■ PROVIDED RECORDS
== Segment start ==

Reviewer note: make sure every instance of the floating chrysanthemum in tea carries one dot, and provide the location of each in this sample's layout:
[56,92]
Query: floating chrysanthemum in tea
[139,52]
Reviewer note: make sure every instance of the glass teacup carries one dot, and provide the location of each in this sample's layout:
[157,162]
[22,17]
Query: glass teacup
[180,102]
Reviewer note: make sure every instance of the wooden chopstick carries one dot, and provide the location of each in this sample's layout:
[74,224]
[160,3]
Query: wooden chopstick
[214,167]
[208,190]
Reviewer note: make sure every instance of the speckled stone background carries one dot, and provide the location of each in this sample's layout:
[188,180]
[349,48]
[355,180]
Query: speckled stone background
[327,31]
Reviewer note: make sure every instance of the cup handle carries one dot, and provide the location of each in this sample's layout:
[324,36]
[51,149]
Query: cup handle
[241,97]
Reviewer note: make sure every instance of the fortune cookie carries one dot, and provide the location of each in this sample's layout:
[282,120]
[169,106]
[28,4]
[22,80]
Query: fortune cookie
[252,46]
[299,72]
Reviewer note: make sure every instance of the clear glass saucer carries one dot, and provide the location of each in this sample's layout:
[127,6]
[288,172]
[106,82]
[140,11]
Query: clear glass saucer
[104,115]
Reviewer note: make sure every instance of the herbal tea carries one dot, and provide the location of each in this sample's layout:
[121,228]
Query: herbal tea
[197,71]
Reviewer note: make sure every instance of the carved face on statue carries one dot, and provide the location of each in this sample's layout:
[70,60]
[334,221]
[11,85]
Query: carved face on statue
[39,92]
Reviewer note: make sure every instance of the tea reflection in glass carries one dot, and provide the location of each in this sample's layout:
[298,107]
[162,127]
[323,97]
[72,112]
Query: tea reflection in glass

== Segment end ==

■ WHAT IS EXPECTED
Your reply should be every line of the material, transcribed exactly.

■ RESPONSE TO THIS TASK
Reviewer note: make sure every instance of the floating chrysanthemum in tea carries one dot, and provide the location of each in this sample's layout:
[56,92]
Query: floating chrysanthemum in tea
[139,52]
Reviewer note: make sure every instance of the glass teacup carries one dot, and provide the location of each in this sample's layout:
[157,162]
[22,17]
Query: glass teacup
[180,102]
Reviewer note: make sure every instance of the wooden chopstick carries one dot, and provide the location of each in this sample's layout:
[74,224]
[160,3]
Query: wooden chopstick
[214,167]
[208,190]
Reviewer note: make sure every instance of the speckled stone background carries one dot, and provide the location of each in this sample's layout:
[188,180]
[349,48]
[355,180]
Query: speckled stone background
[327,31]
Reviewer note: make sure every instance of the cup handle carries one dot, and provide the location of each in this sample's layout:
[324,36]
[51,149]
Query: cup handle
[241,97]
Reviewer note: make sure every instance of the fortune cookie carries one dot, and provide the location of each in this sample's layout:
[282,120]
[169,106]
[28,4]
[22,80]
Query: fortune cookie
[252,46]
[299,72]
Reviewer note: make sure every instance of the clear glass saucer carries one dot, and provide the location of each in this sample's layout:
[127,6]
[288,172]
[106,82]
[140,11]
Query: clear glass saucer
[104,115]
Reviewer note: make sure every instance of the herbal tea carries one dot, and provide the location of each in this sample's layout:
[121,228]
Query: herbal tea
[197,71]
Reviewer note: make sure every instance of the carved face on statue carries one dot, and provide the location of each in this sample's layout:
[70,60]
[334,221]
[11,85]
Query: carved face on statue
[39,92]
Reviewer note: make sure every instance of the tea reflection in glass carries one dot, and provide the location of each in this sample's layout:
[298,107]
[162,127]
[323,97]
[72,112]
Query: tea reflection in glass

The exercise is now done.